# SET TASK 1:
Find every line in the records that contains the word "water" and copy each of those lines.

◇ ◇ ◇ ◇ ◇ ◇ ◇

It’s been quiet around here lately, hasn’t it. Over a month since the last post, and that was just a quick note itself. As the title suggests, though, that’s because things have been busy. I’ve been pushing hard to get one of my personal coding projects to version 1.0. At work we started a new product from scratch four months ago, and it’s just had its first beta release. And in my personal life: well, it’s a long story, and if I were to write all that down it would probably turn into an entire memoir, but it’s taking up a lot of my headspace too at the moment.

Nevertheless, I still look at my list of topics to write about, my list of drafts I’ve started, and think on all the ideas I’ve had that I didn’t have the chance to write down at the time, and I keep promising myself I will come back at some point and write them, whether to publish them on here or do something else with them.

Sometimes, I do manage to make a quick note, and this post really is one of those. The other day, a conversation on Twitter with the artist Dru Marland led me to some amazing photographs of Britain in the mid-80s, taken by a Swedish photographer named Bjorn Rantil. They’re of miners and mining communities, taken in 1985 just after the end of the strike. I started with this set, taken in Treharris, Abercarn and Tilmanstone among other places, but there are a few other albums on his Flickr account. If you don’t remember the 1980s, go and look.

◇ ◇ ◇ ◇ ◇ ◇ ◇

# SET TASK 2:
List every place name that appears in the post about the mining photographs.

Labeled region records:
◇ ◇ ◇ ◇ ◇ ◇ ◇

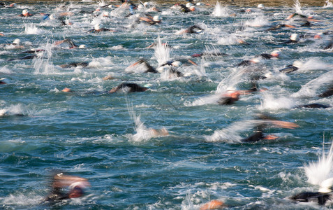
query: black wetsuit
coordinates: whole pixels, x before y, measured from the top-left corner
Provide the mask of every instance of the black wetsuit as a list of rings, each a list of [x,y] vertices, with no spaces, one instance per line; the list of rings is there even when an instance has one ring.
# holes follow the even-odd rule
[[[155,69],[153,66],[151,66],[146,60],[143,59],[140,59],[138,61],[138,64],[145,64],[147,67],[147,70],[145,71],[145,73],[158,73],[158,71]]]
[[[202,28],[196,25],[193,25],[187,28],[186,30],[188,34],[198,34],[199,31],[203,31]]]
[[[324,98],[333,95],[333,85],[330,87],[327,90],[318,95],[318,97]]]
[[[296,108],[326,108],[330,107],[331,106],[320,104],[310,104],[299,105],[296,106]]]
[[[297,67],[293,65],[288,65],[286,68],[279,70],[279,71],[288,74],[297,70],[298,70]]]
[[[128,88],[128,92],[145,92],[148,88],[141,87],[138,84],[135,83],[123,83],[118,86],[117,86],[116,91],[119,90],[120,89],[124,89],[124,88]]]
[[[316,202],[320,205],[325,205],[328,200],[331,199],[331,195],[323,192],[303,192],[293,195],[291,200],[300,202]]]

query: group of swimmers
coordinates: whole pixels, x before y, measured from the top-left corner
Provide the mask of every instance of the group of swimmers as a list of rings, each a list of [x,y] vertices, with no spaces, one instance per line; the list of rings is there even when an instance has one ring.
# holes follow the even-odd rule
[[[128,17],[131,15],[136,15],[135,20],[133,23],[133,25],[135,24],[144,23],[149,25],[156,25],[161,24],[163,21],[162,18],[159,15],[154,15],[152,16],[148,13],[137,13],[135,14],[135,10],[140,10],[140,8],[144,6],[145,8],[149,7],[149,4],[140,4],[139,5],[135,5],[133,3],[128,1],[123,1],[121,2],[122,4],[120,6],[127,6],[128,7]],[[4,4],[3,4],[4,5]],[[198,5],[198,4],[197,4]],[[198,4],[199,6],[200,4]],[[110,8],[110,5],[103,5],[101,8],[108,7]],[[10,4],[10,7],[15,6],[14,4]],[[154,12],[159,12],[160,10],[156,6],[151,6],[150,7],[151,10]],[[174,9],[177,9],[179,11],[183,13],[191,13],[195,11],[195,6],[193,5],[193,3],[187,3],[186,4],[177,4],[174,5],[172,7]],[[258,6],[259,9],[262,9],[264,7],[261,4],[260,6]],[[95,10],[96,11],[96,10]],[[95,12],[94,11],[94,12]],[[100,10],[98,10],[100,11]],[[251,10],[245,10],[244,12],[250,13]],[[42,13],[44,18],[50,18],[52,15],[50,14],[45,14]],[[67,15],[72,15],[73,13],[63,13],[60,15],[61,17],[67,16]],[[34,14],[30,13],[29,11],[27,9],[24,9],[22,11],[22,14],[20,14],[20,17],[23,18],[29,18],[33,16]],[[103,13],[104,17],[108,17],[108,14]],[[313,18],[313,17],[308,17],[302,14],[299,13],[293,13],[289,15],[287,18],[287,20],[292,20],[292,19],[297,18],[297,24],[299,24],[298,27],[311,27],[312,26],[311,22],[317,22],[317,20]],[[59,19],[60,20],[60,19]],[[69,22],[66,23],[64,20],[61,20],[62,24],[66,25],[70,24]],[[270,27],[267,29],[267,31],[272,30],[279,30],[282,27],[288,27],[290,29],[297,27],[297,26],[291,25],[289,24],[280,24],[273,27]],[[178,34],[200,34],[205,29],[197,25],[193,24],[189,26],[186,29],[179,31]],[[103,33],[103,32],[116,32],[117,31],[114,29],[110,29],[102,27],[101,24],[96,24],[94,29],[91,29],[87,31],[88,33]],[[324,31],[320,35],[321,36],[331,36],[332,31]],[[6,36],[3,34],[0,34],[1,36]],[[316,34],[311,34],[311,37],[314,38],[320,38],[320,35]],[[308,35],[309,36],[309,35]],[[293,45],[297,44],[299,43],[300,38],[306,38],[304,36],[300,36],[299,34],[293,34],[290,38],[287,41],[284,41],[281,42],[283,45]],[[239,40],[239,43],[240,44],[246,44],[242,40]],[[327,45],[323,48],[324,49],[330,49],[332,47],[333,41],[331,39],[329,40]],[[19,39],[15,39],[10,43],[13,46],[17,48],[23,48],[24,47],[20,45],[20,41]],[[59,41],[57,41],[53,43],[54,46],[60,46],[61,45],[66,45],[68,49],[73,48],[84,48],[85,46],[81,45],[78,46],[75,44],[72,40],[69,38],[66,38]],[[154,47],[151,45],[150,47]],[[166,46],[165,47],[169,48],[170,46]],[[10,60],[15,59],[33,59],[38,56],[38,52],[43,52],[43,49],[31,49],[27,51],[24,51],[24,53],[31,53],[32,55],[27,55],[22,57],[20,57],[17,59],[13,59]],[[260,59],[279,59],[281,55],[281,51],[279,50],[273,50],[271,53],[262,53],[258,56],[256,56],[251,59],[246,59],[243,60],[238,64],[235,65],[235,67],[238,68],[247,68],[249,66],[253,67],[258,63],[260,62]],[[202,57],[205,56],[228,56],[225,53],[221,52],[202,52],[202,53],[195,53],[192,55],[192,58],[195,57]],[[186,58],[184,60],[182,60],[182,62],[188,62],[189,64],[192,65],[197,65],[196,63],[193,61],[191,59]],[[66,64],[60,65],[62,68],[71,68],[71,67],[87,67],[89,65],[87,62],[72,62],[70,64]],[[154,73],[154,74],[158,74],[161,72],[164,71],[165,69],[168,71],[170,74],[172,74],[175,77],[182,77],[184,76],[182,71],[178,69],[178,67],[180,66],[180,61],[177,60],[170,60],[168,61],[167,62],[160,64],[158,67],[154,68],[151,64],[149,64],[147,60],[145,59],[140,59],[138,62],[135,62],[134,64],[131,64],[128,68],[138,68],[139,65],[141,66],[143,66],[143,69],[145,73]],[[299,61],[295,61],[293,63],[293,64],[288,65],[283,69],[281,69],[279,71],[285,74],[290,74],[295,71],[297,71],[299,68],[301,68],[302,63]],[[282,68],[282,67],[281,67]],[[256,68],[253,69],[249,69],[250,71],[256,71]],[[104,78],[103,78],[104,79]],[[113,79],[112,77],[106,76],[105,78],[105,80],[108,79]],[[242,95],[246,95],[252,93],[255,93],[259,91],[265,91],[264,89],[259,89],[258,88],[258,85],[256,81],[258,80],[265,79],[265,76],[260,76],[259,77],[252,77],[251,78],[251,88],[249,90],[228,90],[225,92],[223,92],[221,94],[219,99],[217,101],[217,104],[220,105],[232,105],[235,103],[237,103],[237,101],[239,100],[240,97]],[[4,80],[0,80],[0,84],[4,85],[6,84],[6,81]],[[117,92],[145,92],[148,90],[149,88],[146,87],[142,87],[138,84],[134,83],[128,83],[124,82],[120,83],[119,85],[112,88],[111,90],[107,91],[107,93],[114,93]],[[73,90],[70,88],[66,88],[62,90],[62,92],[75,92],[75,90]],[[318,94],[318,97],[328,97],[333,95],[333,85],[330,85],[326,91]],[[330,106],[319,104],[304,104],[297,106],[298,108],[328,108]],[[274,140],[277,138],[276,136],[273,135],[265,135],[264,131],[265,129],[269,126],[274,126],[277,127],[281,128],[287,128],[287,129],[294,129],[298,127],[297,125],[290,122],[286,122],[282,120],[278,120],[271,116],[263,115],[260,115],[258,116],[256,120],[261,120],[262,123],[257,125],[256,127],[254,129],[253,134],[249,137],[246,137],[242,139],[242,142],[256,142],[258,141],[267,139],[267,140]],[[168,132],[166,130],[151,130],[151,132],[155,136],[158,135],[168,135]],[[77,177],[77,176],[72,176],[69,175],[64,175],[62,173],[57,173],[53,176],[52,183],[52,192],[50,195],[47,197],[45,201],[57,201],[61,200],[64,199],[70,199],[73,197],[79,197],[84,195],[84,190],[86,187],[89,186],[89,182],[87,179]],[[70,190],[67,192],[63,192],[62,188],[69,187]],[[330,192],[304,192],[297,195],[295,195],[290,197],[290,199],[299,202],[309,202],[313,200],[315,200],[316,202],[319,204],[325,204],[326,201],[332,197]],[[223,208],[224,206],[224,204],[222,202],[219,202],[217,200],[212,201],[209,203],[207,203],[203,205],[200,209],[215,209],[218,208]]]

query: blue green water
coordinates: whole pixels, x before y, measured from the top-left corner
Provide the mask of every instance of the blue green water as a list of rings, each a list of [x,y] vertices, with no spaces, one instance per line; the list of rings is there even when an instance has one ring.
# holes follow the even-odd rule
[[[287,197],[318,190],[306,181],[304,166],[318,160],[323,139],[330,146],[333,109],[293,107],[310,103],[333,106],[332,97],[316,97],[333,80],[332,50],[323,48],[330,37],[312,38],[318,32],[332,32],[332,7],[302,8],[304,14],[320,20],[311,27],[267,31],[285,22],[295,8],[245,13],[244,8],[221,7],[214,15],[214,7],[182,13],[165,4],[158,6],[161,12],[151,13],[163,18],[161,24],[131,28],[135,18],[125,18],[127,9],[103,8],[111,13],[105,18],[101,12],[96,16],[79,13],[94,10],[96,3],[68,5],[71,9],[65,10],[75,15],[66,19],[73,24],[65,27],[38,15],[59,14],[59,5],[20,4],[0,8],[0,33],[5,35],[0,36],[0,77],[7,82],[0,86],[1,208],[199,209],[212,200],[223,201],[228,209],[320,208]],[[36,15],[18,17],[24,8]],[[234,13],[235,16],[229,15]],[[87,32],[98,22],[117,31]],[[194,24],[205,30],[177,34]],[[293,33],[311,36],[297,44],[281,43]],[[125,71],[140,58],[158,66],[155,50],[146,48],[157,43],[158,36],[173,47],[173,59],[212,51],[228,55],[191,58],[198,65],[184,62],[178,70],[185,76],[179,78]],[[22,48],[9,45],[15,38],[21,40]],[[64,38],[86,48],[52,47]],[[248,44],[238,43],[239,38]],[[31,48],[45,51],[41,58],[8,61],[27,55],[21,52]],[[279,59],[262,60],[250,69],[235,66],[276,49],[281,52]],[[298,71],[288,75],[279,71],[295,60],[303,63]],[[72,62],[89,65],[59,66]],[[260,88],[268,90],[241,96],[234,105],[217,104],[216,95],[230,87],[249,88],[246,74],[240,73],[251,68],[268,76],[258,81]],[[116,79],[103,80],[108,75]],[[124,81],[150,90],[105,92]],[[64,88],[74,92],[61,92]],[[272,127],[265,134],[279,139],[239,143],[252,134],[251,120],[262,112],[299,127]],[[135,124],[139,115],[144,127]],[[148,128],[163,127],[169,135],[145,135]],[[91,186],[86,195],[53,206],[41,204],[54,169],[87,178]]]

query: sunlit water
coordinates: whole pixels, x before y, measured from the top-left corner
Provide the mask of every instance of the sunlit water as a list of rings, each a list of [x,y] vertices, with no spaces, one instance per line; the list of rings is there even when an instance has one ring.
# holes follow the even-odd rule
[[[198,209],[209,200],[219,200],[232,209],[318,209],[287,197],[316,191],[323,180],[332,177],[332,160],[324,157],[319,166],[309,164],[322,155],[323,138],[325,148],[330,148],[333,108],[294,107],[310,103],[333,106],[332,97],[316,97],[333,80],[332,49],[323,50],[325,37],[301,39],[294,45],[281,42],[293,33],[332,29],[332,3],[325,5],[304,8],[295,3],[295,8],[265,7],[244,13],[246,8],[216,4],[197,7],[192,13],[163,5],[158,6],[162,23],[154,26],[135,25],[134,16],[124,18],[126,8],[103,8],[96,16],[80,13],[98,6],[89,1],[68,4],[68,10],[75,15],[64,20],[73,24],[65,27],[39,15],[17,16],[24,8],[35,14],[59,15],[56,5],[1,8],[0,33],[5,36],[0,36],[0,78],[8,83],[0,86],[1,206]],[[321,22],[312,27],[265,31],[283,23],[295,10]],[[109,17],[102,17],[103,11]],[[117,31],[88,34],[97,23]],[[194,24],[205,30],[177,34]],[[22,48],[7,45],[15,38],[21,40]],[[52,46],[64,38],[86,48]],[[156,48],[146,48],[153,43]],[[22,52],[31,48],[44,51],[33,59],[8,61],[27,55]],[[281,52],[280,59],[256,64],[258,74],[267,76],[258,81],[259,87],[268,90],[242,96],[232,106],[217,104],[219,94],[230,88],[250,88],[249,69],[237,64],[276,49]],[[228,55],[190,57],[204,52]],[[178,70],[186,76],[180,78],[165,72],[125,71],[140,58],[154,67],[179,58],[191,58],[198,66],[183,62]],[[303,63],[297,71],[279,71],[295,60]],[[89,65],[59,66],[73,62]],[[116,79],[103,80],[106,76]],[[106,93],[123,81],[151,90]],[[64,88],[74,92],[61,92]],[[299,127],[267,129],[265,133],[279,138],[240,143],[252,134],[253,119],[261,112]],[[168,136],[149,132],[163,127]],[[332,159],[332,154],[327,157]],[[86,196],[56,206],[41,204],[49,190],[50,172],[56,169],[88,178],[91,186]],[[325,174],[316,177],[320,173]]]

◇ ◇ ◇ ◇ ◇ ◇ ◇

# RIGHT ANSWER 1:
query: blue green water
Provide the mask of every instance of the blue green water as a list of rings, each a list of [x,y] vertices, with no spaces, one instance per line; the list of rings is there even when an instance has one ring.
query: sunlit water
Provide the mask of every instance of the sunlit water as a list of rings, each a list of [x,y] vertices, with no spaces, one instance per line; the list of rings is there even when an instance has one ring.

# RIGHT ANSWER 2:
Britain
Treharris
Abercarn
Tilmanstone